_Records from a data source_
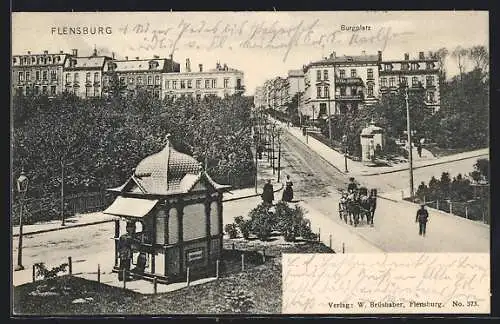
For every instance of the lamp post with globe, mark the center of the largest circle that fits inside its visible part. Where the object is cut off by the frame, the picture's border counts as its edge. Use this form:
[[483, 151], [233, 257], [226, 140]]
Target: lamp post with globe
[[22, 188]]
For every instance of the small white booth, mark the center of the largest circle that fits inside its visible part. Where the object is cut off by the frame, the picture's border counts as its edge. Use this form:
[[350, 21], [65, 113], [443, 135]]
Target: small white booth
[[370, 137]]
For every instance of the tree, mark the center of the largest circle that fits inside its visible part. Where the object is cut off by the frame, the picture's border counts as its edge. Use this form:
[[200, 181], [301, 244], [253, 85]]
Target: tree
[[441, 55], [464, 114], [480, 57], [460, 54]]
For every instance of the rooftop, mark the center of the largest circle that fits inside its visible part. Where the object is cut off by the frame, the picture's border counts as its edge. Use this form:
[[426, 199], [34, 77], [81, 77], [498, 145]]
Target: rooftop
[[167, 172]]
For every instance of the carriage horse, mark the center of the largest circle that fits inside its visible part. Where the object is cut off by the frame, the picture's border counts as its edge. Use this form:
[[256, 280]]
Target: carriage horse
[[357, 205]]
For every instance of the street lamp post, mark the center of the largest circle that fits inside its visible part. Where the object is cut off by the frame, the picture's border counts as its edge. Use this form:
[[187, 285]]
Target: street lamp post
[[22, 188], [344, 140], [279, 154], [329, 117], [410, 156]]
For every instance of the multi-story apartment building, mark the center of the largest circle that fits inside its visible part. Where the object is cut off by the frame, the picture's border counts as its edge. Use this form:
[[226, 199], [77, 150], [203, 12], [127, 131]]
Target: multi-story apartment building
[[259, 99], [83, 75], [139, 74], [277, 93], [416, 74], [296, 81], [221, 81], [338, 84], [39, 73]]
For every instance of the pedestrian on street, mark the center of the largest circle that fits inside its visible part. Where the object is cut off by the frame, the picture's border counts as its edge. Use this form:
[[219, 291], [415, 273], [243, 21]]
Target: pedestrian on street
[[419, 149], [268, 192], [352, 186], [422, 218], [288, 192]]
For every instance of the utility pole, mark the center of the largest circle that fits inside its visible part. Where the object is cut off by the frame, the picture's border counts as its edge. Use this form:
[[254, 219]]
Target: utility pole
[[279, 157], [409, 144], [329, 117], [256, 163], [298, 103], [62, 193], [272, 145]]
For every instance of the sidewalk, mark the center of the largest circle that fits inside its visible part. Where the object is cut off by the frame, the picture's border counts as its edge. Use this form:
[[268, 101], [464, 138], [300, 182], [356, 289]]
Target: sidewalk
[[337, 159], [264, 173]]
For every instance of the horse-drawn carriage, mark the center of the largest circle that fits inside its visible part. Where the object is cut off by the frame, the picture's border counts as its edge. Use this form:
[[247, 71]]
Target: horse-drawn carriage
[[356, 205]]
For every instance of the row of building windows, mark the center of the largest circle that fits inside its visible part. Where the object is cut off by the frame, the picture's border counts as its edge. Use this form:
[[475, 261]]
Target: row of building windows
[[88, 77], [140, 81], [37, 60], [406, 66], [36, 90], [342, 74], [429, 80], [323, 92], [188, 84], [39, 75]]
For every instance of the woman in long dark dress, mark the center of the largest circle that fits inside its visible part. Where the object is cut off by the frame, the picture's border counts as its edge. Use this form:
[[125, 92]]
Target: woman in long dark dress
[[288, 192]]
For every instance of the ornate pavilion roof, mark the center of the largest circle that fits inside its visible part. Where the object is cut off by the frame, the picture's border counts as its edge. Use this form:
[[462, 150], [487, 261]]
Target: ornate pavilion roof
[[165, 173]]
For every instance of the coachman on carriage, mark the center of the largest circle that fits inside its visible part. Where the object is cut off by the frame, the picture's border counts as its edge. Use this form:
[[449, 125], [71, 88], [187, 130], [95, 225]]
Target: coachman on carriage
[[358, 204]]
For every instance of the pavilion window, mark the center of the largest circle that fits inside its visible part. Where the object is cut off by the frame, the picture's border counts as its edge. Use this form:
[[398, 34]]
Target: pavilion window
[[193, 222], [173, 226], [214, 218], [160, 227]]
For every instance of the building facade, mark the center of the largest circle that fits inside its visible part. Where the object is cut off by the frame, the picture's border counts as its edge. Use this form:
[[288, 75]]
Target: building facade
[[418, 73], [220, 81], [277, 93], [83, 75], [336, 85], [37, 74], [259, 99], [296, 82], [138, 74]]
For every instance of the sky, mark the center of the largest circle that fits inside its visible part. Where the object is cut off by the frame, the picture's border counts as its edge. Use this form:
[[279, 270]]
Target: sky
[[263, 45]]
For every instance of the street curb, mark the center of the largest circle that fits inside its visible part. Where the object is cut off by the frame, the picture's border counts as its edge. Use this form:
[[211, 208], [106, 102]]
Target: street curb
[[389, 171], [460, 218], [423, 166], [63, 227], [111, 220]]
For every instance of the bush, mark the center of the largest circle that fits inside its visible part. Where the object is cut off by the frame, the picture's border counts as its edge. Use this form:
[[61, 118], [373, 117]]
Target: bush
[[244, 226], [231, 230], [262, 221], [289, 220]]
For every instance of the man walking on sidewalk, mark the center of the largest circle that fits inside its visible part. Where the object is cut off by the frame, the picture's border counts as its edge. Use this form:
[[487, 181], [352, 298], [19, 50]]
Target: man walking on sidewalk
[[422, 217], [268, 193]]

...

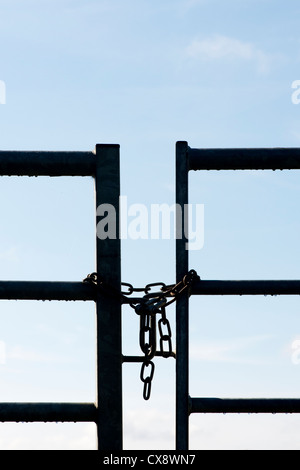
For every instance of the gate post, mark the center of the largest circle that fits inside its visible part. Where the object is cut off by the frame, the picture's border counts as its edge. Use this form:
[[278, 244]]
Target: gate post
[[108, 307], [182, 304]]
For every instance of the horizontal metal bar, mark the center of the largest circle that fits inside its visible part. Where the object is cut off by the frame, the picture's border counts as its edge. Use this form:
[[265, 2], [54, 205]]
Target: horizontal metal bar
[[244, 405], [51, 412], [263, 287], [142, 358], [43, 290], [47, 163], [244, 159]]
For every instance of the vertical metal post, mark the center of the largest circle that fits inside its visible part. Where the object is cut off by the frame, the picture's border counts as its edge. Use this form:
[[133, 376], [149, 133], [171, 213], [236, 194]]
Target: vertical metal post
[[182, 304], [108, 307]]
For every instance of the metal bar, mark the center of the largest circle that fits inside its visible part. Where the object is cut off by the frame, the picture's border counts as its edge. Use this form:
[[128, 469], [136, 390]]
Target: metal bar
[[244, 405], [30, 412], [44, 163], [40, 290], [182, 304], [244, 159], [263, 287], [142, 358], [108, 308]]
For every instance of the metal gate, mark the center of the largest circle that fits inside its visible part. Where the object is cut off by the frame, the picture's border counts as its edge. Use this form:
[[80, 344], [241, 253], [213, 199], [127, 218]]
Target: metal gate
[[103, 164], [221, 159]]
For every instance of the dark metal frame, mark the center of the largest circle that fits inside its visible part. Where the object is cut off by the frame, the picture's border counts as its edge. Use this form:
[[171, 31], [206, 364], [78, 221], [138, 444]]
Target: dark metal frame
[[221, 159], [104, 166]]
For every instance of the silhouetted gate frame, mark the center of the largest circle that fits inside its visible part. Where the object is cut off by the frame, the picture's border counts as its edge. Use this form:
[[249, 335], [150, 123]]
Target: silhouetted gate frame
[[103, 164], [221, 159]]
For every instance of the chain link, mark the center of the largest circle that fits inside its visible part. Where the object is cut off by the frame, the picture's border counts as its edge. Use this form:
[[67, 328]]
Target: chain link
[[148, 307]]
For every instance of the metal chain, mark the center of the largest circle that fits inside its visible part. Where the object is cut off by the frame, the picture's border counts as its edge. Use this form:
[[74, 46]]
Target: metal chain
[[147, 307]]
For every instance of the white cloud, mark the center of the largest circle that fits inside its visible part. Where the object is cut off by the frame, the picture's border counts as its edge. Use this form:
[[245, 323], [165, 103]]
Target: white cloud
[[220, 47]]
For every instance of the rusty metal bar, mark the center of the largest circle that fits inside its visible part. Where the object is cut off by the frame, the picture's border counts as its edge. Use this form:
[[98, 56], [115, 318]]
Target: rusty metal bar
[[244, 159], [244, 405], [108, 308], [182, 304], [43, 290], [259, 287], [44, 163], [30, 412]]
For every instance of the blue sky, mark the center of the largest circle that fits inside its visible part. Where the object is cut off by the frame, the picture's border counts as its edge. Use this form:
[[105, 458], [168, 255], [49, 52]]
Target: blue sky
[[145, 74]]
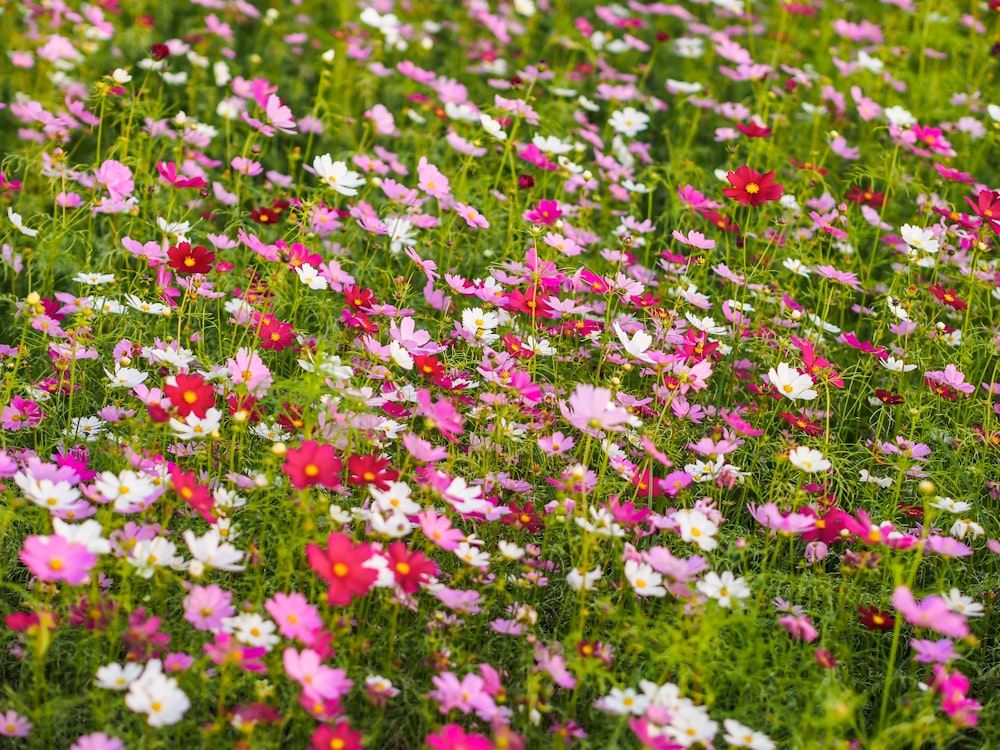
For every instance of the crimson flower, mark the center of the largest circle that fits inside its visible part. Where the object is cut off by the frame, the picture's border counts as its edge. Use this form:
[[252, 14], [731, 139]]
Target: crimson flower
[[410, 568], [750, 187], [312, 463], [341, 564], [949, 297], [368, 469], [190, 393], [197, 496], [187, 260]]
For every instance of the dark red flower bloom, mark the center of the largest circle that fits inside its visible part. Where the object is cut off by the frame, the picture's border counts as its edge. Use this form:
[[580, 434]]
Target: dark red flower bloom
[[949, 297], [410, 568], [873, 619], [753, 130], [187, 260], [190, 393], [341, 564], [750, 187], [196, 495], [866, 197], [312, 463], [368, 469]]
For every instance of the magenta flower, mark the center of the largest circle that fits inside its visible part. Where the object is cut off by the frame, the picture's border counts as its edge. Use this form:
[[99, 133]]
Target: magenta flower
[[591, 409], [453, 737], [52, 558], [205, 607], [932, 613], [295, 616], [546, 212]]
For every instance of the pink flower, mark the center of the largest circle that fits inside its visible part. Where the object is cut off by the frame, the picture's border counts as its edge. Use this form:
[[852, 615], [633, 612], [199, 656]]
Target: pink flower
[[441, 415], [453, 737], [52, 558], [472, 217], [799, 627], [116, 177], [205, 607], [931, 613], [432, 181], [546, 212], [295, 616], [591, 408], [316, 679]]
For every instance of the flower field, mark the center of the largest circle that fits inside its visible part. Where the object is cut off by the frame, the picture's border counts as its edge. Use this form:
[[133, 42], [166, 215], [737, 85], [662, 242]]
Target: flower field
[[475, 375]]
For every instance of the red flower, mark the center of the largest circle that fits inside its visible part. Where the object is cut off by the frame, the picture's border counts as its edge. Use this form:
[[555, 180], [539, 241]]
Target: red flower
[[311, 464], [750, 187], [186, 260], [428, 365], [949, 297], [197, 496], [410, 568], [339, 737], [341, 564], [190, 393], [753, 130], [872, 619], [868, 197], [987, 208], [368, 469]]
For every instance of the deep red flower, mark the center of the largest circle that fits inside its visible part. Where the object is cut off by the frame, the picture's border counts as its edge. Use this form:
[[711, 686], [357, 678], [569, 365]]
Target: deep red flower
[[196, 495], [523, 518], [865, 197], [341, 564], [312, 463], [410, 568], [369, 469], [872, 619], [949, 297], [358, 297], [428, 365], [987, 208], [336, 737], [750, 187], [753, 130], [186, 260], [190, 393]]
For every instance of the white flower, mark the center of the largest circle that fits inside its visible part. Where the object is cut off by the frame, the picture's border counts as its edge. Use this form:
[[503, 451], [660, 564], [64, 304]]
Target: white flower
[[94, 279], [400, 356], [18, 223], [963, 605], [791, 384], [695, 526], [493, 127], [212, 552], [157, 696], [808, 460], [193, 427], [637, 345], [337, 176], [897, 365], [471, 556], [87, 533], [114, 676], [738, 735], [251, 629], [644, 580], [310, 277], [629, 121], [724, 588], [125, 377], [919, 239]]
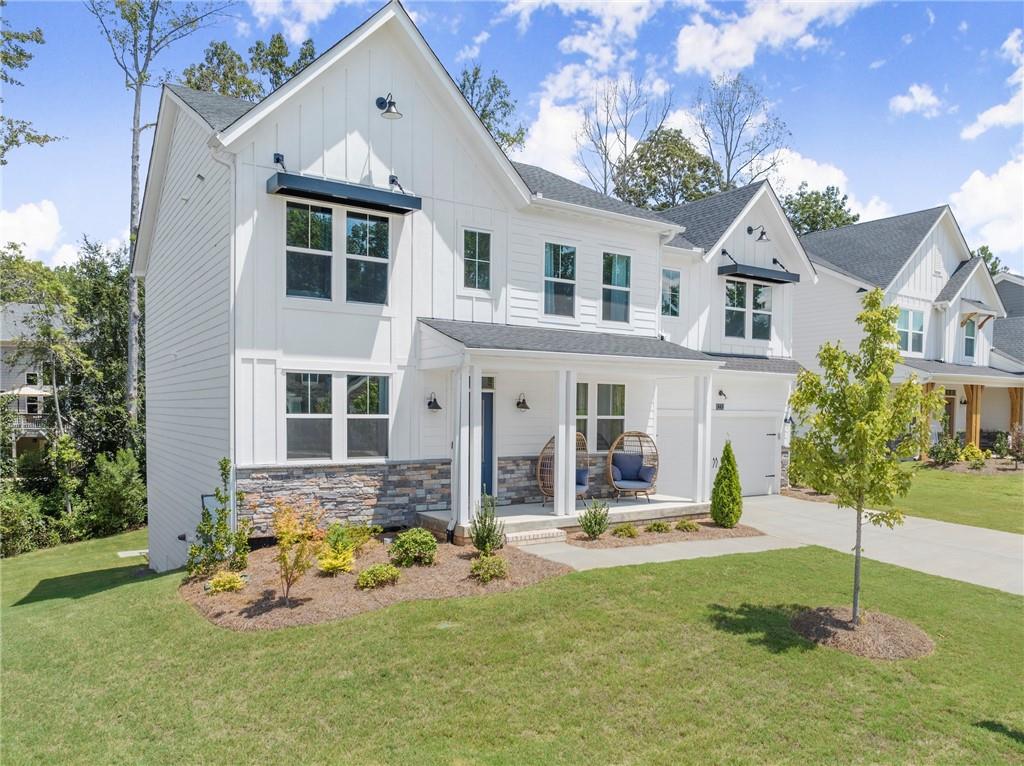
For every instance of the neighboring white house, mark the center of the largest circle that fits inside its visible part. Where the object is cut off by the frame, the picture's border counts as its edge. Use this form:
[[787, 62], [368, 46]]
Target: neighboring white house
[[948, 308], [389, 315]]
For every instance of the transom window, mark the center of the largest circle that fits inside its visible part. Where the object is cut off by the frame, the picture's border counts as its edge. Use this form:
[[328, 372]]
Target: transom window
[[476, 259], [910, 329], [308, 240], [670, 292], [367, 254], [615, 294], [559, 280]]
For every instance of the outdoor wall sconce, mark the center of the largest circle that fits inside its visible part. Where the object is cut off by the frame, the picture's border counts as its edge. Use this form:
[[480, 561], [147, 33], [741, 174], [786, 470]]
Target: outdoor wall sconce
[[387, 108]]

_What the task requires_
Every line from the line containing "For every instance of the chain" through the line containing "[[98, 56], [115, 318]]" in the records above must be retyped exactly. Leave out the rest.

_Task solution_
For every instance of the chain link, mark the center of the largest circle that fits inside its visible part. Where the object is cut off by the frame, the picture's border counts as its edge. Use this form:
[[67, 328]]
Target: chain link
[[148, 307]]
For every instance of the metal chain, mark the center of the largest circle that fits inside its visible part. Where the object is cut off by the frame, the picture's border counts as its edge. Use this form:
[[74, 46]]
Target: metal chain
[[147, 307]]
For every instance of the white cloud, mark the center of the largest circle that fits inside its visible part. Where the object is cut off by the frame, the picture's border counts as its edge. Use this form:
[[245, 323], [165, 103]]
Target: white cloud
[[220, 47]]
For every instance of the rusty metal bar, mark the center of the largest circle that fits inside its visible part. Where the object is cut off by the frame, the picture's border counts as its edge. Use this form:
[[98, 56], [115, 318]]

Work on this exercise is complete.